--- START ---

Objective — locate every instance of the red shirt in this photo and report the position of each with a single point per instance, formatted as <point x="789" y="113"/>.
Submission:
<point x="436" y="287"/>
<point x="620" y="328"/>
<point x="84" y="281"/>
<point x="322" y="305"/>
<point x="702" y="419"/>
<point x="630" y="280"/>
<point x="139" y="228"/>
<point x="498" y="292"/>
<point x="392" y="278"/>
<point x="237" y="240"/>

--- END ---

Problem to work on>
Everything in the material above should be output exactly.

Expected output>
Objective — locate every instance of the red shirt in this photo and report the position of each with a single point per instance, formatted as <point x="789" y="113"/>.
Submission:
<point x="436" y="287"/>
<point x="620" y="328"/>
<point x="84" y="281"/>
<point x="322" y="305"/>
<point x="702" y="419"/>
<point x="630" y="280"/>
<point x="139" y="228"/>
<point x="498" y="292"/>
<point x="392" y="278"/>
<point x="237" y="240"/>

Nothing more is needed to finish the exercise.